Data in this exercise:
━━━━

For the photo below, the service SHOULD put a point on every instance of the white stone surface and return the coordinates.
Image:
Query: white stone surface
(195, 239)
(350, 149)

━━━━

Given exercise: Please repeat all of the data above line for line, without changing anything.

Completed exercise:
For the photo below, the service SHOULD put a point on every instance of the white stone surface and return the coordinates.
Image:
Query: white stone surface
(195, 239)
(350, 149)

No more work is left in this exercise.